About this task → Would you transcribe the line that holds "Would you please identify the outstretched", plus every line beneath it through the end of the data, exactly and with nothing added?

Stored data:
---------------

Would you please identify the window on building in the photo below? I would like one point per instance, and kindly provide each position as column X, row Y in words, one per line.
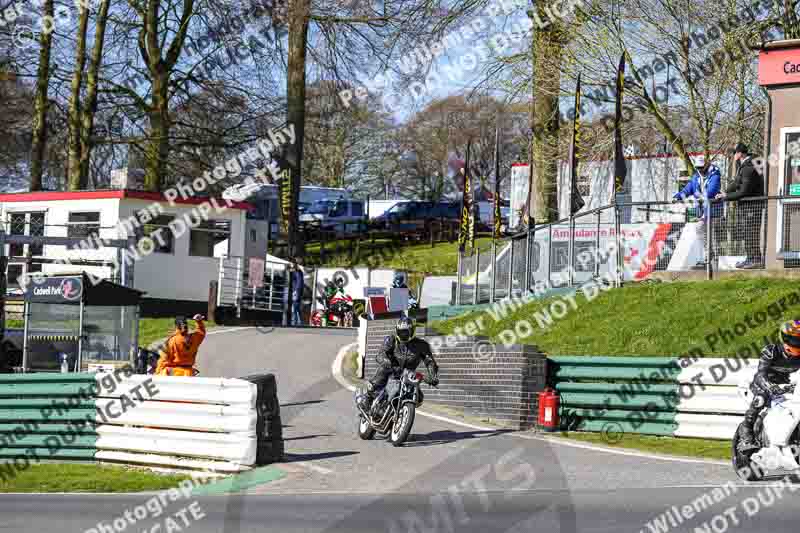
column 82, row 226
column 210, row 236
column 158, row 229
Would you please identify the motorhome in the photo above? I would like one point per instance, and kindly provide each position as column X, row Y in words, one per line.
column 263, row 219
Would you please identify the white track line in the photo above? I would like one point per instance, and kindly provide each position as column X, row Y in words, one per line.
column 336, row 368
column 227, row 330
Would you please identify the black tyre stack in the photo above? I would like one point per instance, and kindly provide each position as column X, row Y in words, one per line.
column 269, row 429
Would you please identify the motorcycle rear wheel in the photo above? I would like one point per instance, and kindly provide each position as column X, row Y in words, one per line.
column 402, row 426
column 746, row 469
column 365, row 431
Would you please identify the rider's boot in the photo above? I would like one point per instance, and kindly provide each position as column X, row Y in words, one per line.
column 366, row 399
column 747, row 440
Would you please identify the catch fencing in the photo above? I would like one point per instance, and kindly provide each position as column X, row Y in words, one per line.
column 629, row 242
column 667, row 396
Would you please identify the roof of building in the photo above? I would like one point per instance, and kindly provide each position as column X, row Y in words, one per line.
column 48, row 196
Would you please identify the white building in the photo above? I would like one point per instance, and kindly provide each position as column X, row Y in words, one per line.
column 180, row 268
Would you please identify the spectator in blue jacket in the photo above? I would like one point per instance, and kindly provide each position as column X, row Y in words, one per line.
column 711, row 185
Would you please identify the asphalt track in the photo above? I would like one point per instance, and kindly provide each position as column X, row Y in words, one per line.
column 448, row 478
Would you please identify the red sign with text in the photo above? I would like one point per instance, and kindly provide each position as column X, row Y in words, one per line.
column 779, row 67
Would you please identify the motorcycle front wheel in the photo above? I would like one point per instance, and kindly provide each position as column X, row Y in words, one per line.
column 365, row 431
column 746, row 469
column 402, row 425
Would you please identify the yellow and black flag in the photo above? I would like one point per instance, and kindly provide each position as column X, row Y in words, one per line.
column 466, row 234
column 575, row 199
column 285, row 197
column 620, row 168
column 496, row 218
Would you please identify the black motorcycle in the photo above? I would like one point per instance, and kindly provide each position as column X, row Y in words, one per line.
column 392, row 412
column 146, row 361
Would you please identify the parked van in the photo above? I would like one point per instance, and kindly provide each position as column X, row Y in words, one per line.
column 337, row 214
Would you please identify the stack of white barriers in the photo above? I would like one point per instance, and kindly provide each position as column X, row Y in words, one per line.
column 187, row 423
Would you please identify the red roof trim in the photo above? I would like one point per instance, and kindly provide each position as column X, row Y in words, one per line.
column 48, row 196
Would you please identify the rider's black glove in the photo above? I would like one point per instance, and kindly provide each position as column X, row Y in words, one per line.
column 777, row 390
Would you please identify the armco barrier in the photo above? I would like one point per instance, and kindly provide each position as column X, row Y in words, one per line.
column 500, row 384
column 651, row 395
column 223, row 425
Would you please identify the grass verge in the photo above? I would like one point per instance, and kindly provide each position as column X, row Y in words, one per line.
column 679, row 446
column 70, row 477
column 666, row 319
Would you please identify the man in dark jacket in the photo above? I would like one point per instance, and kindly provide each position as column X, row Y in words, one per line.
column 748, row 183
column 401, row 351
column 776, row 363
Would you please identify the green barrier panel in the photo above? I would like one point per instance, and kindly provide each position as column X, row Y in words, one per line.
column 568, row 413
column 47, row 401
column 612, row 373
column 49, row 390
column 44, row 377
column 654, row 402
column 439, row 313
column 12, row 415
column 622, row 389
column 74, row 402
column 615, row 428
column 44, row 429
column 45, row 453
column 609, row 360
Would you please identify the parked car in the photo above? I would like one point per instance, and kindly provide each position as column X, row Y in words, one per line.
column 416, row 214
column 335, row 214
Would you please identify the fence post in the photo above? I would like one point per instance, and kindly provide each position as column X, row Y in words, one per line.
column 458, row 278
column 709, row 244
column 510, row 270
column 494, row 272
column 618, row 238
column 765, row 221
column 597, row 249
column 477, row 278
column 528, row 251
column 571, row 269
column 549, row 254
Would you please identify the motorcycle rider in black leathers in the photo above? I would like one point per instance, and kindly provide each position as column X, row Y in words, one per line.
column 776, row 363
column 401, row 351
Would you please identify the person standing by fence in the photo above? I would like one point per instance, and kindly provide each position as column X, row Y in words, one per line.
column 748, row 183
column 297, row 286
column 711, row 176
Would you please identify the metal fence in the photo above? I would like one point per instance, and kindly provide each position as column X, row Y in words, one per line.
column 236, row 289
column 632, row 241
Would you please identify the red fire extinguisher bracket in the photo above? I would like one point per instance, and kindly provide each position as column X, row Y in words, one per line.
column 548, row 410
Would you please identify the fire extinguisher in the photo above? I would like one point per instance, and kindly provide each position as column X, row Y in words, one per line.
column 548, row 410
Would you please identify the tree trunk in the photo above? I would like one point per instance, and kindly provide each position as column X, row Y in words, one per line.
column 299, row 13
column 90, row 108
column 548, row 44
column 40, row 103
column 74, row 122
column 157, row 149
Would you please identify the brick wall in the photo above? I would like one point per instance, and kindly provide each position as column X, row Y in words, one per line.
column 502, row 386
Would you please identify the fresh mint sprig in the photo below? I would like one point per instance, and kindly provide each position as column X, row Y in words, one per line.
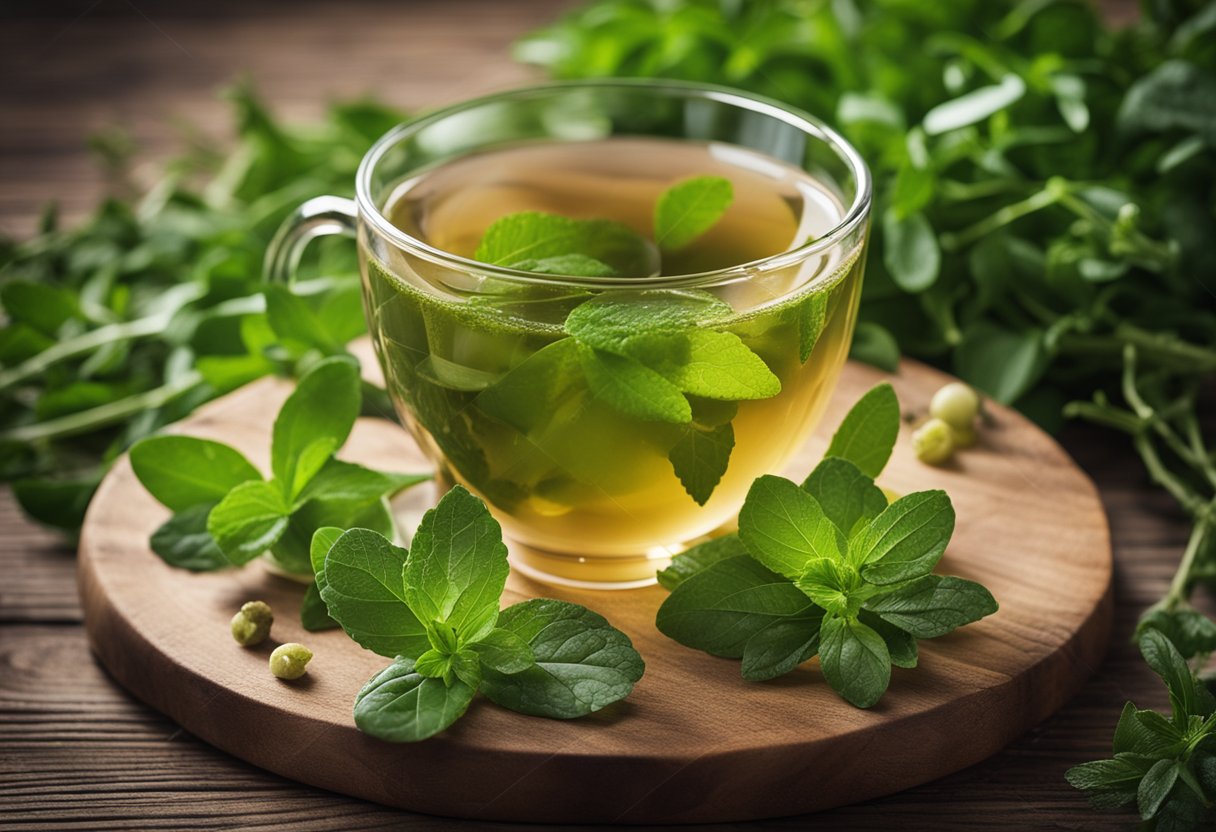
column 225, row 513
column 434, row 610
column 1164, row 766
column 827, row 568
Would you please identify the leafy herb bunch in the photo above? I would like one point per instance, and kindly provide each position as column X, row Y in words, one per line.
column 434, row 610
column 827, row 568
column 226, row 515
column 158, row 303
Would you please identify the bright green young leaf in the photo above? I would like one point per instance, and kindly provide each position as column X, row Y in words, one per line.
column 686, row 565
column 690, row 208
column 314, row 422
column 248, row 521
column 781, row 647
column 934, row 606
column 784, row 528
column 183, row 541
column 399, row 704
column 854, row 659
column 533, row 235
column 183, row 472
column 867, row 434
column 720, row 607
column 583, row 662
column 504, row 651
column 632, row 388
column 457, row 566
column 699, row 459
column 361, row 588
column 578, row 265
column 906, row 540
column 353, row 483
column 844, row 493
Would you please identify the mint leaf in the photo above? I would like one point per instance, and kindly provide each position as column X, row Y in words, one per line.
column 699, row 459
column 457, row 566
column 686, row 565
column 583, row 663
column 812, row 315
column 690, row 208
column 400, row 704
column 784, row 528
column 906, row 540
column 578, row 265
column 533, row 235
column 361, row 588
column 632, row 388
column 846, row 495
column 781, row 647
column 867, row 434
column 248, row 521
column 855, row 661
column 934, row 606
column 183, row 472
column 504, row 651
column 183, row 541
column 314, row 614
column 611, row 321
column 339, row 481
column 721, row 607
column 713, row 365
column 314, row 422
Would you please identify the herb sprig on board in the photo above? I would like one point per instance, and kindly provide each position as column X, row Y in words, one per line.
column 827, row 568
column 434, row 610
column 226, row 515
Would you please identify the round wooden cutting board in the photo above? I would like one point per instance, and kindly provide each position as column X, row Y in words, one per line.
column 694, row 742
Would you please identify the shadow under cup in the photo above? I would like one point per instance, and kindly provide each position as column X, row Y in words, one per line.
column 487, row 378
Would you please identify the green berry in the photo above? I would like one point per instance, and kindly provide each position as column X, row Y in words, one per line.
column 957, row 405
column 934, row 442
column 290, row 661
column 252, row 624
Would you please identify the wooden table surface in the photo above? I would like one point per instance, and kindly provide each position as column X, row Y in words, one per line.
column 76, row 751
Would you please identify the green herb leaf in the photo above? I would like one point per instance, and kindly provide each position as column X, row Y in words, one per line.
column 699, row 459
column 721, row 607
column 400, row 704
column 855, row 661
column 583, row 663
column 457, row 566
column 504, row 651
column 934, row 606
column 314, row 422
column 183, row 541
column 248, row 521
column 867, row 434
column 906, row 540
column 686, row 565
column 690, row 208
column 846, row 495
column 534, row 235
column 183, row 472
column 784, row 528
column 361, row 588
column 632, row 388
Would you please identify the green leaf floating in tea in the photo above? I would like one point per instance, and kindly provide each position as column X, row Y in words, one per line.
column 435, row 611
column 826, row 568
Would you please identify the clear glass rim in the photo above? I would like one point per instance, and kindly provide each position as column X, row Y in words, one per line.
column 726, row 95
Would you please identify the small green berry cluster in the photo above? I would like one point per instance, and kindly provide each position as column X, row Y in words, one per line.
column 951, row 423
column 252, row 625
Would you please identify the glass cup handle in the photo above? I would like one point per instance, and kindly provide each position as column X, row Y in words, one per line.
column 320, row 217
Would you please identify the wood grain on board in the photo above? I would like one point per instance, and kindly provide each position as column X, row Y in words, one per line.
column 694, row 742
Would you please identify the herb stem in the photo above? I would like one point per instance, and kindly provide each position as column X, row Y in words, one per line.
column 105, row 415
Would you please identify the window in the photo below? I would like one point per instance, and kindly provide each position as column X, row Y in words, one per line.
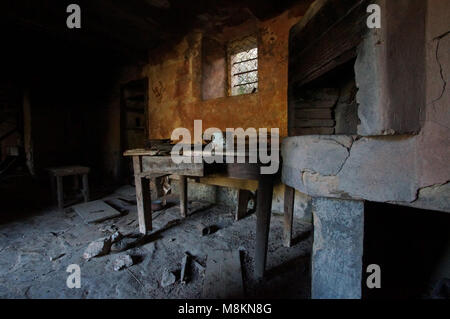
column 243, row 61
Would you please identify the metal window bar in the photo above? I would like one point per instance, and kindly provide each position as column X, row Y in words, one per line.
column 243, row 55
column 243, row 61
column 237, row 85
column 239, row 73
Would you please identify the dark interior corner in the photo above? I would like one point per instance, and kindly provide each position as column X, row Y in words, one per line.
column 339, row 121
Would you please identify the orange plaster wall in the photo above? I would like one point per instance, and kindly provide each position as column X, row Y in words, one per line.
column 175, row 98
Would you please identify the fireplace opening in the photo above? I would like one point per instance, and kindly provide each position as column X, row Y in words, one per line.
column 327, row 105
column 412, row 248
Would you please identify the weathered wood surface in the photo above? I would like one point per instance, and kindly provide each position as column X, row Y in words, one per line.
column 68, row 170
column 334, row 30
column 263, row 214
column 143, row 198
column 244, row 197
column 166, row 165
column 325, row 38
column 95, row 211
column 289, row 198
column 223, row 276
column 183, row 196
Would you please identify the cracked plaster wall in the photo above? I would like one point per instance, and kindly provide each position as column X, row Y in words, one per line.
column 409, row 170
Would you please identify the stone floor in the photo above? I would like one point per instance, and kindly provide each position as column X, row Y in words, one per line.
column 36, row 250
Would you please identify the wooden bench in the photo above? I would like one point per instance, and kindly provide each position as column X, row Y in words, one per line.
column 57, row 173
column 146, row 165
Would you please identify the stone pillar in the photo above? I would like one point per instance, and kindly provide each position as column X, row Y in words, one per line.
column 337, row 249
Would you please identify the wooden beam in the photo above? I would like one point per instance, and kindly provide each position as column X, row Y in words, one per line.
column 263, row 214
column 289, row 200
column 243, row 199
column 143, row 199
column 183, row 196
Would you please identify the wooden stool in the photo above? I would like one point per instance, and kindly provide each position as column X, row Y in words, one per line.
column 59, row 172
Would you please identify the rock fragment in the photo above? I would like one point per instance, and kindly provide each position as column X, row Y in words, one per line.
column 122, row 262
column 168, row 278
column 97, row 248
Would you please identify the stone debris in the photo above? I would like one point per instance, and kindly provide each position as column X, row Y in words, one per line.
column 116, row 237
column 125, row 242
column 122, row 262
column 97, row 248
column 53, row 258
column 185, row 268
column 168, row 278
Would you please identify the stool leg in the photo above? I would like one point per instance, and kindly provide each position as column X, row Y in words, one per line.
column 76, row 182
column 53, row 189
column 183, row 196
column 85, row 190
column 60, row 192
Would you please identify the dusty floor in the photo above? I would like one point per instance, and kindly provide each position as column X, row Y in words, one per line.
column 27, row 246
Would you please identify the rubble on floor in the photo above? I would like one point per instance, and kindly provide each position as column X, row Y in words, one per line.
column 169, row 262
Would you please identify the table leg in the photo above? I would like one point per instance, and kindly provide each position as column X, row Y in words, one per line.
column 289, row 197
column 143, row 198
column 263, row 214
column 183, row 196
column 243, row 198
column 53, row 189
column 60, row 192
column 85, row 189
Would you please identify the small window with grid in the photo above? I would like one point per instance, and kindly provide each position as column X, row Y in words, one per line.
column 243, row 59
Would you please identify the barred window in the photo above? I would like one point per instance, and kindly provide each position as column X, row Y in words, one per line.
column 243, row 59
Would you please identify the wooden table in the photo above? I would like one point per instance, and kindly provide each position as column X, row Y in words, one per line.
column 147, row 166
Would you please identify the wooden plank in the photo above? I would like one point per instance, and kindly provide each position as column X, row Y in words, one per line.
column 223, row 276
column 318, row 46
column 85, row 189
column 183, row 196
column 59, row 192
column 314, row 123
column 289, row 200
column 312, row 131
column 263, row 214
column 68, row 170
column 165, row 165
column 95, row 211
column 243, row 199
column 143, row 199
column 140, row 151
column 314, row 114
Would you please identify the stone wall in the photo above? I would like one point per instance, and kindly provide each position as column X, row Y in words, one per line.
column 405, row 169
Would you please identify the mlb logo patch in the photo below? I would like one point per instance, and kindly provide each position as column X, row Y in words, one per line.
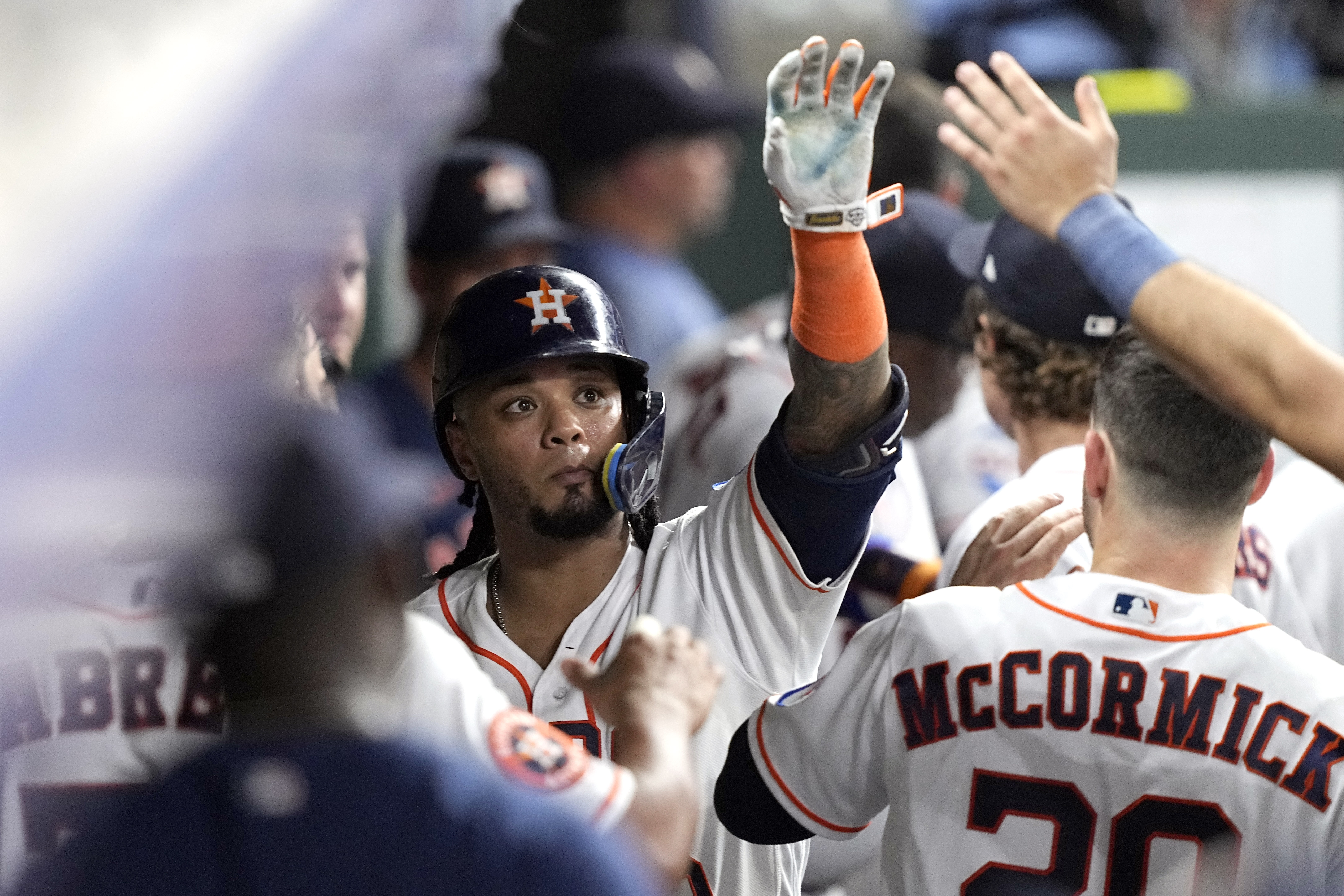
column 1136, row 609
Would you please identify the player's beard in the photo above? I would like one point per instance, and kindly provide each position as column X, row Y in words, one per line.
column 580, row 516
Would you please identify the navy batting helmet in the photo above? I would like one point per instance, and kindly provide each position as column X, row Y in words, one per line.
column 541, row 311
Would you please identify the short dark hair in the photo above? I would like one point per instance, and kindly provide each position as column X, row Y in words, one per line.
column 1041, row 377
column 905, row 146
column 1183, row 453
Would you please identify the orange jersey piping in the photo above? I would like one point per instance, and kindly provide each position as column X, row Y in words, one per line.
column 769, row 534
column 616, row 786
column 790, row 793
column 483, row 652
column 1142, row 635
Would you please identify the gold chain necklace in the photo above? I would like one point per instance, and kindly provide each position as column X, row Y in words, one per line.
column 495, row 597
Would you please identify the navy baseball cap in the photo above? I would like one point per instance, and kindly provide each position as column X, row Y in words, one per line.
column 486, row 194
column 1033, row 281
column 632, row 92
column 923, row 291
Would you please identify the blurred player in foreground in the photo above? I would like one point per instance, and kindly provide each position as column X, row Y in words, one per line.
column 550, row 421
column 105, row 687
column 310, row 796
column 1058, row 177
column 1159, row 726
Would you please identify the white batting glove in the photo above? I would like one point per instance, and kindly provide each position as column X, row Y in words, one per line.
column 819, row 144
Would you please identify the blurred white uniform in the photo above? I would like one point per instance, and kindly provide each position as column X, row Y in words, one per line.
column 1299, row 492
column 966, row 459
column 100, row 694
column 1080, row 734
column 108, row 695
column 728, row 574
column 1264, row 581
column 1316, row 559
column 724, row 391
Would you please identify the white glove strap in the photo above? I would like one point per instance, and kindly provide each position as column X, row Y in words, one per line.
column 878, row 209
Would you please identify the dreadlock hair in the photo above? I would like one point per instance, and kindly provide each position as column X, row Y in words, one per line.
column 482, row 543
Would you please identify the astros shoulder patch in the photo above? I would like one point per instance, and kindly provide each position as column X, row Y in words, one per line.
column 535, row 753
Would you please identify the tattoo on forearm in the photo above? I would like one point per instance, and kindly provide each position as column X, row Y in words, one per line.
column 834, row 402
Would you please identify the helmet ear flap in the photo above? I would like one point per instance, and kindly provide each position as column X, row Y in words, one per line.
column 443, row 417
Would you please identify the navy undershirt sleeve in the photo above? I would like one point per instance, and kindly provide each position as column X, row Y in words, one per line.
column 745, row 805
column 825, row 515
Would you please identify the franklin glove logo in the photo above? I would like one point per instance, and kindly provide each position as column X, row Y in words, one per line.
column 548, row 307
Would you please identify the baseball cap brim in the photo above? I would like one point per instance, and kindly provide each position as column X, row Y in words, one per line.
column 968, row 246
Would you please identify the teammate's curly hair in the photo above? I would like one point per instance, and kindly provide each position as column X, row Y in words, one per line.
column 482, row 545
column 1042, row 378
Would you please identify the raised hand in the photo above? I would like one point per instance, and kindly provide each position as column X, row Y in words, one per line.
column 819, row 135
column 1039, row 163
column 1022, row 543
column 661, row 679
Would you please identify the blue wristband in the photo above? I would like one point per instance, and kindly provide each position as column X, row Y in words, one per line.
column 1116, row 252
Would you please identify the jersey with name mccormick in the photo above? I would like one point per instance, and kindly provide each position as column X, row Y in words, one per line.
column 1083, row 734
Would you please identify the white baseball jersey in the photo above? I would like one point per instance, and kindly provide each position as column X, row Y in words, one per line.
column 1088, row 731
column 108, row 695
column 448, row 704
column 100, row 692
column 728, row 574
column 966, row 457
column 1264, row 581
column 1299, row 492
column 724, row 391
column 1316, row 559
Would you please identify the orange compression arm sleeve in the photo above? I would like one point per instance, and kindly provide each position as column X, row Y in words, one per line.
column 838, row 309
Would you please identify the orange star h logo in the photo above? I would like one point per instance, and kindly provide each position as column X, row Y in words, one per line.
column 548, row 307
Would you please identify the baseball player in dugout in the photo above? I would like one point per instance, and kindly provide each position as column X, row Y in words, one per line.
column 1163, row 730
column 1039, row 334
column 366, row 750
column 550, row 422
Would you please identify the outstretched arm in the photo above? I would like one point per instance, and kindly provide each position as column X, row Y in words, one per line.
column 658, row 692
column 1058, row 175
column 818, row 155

---------------

Answer box →
Would you please identify the outstretched arm in the photo above? I would like one point per instance, and kindly provide each position as column X, row Y in words, one per line.
column 658, row 692
column 1058, row 175
column 818, row 155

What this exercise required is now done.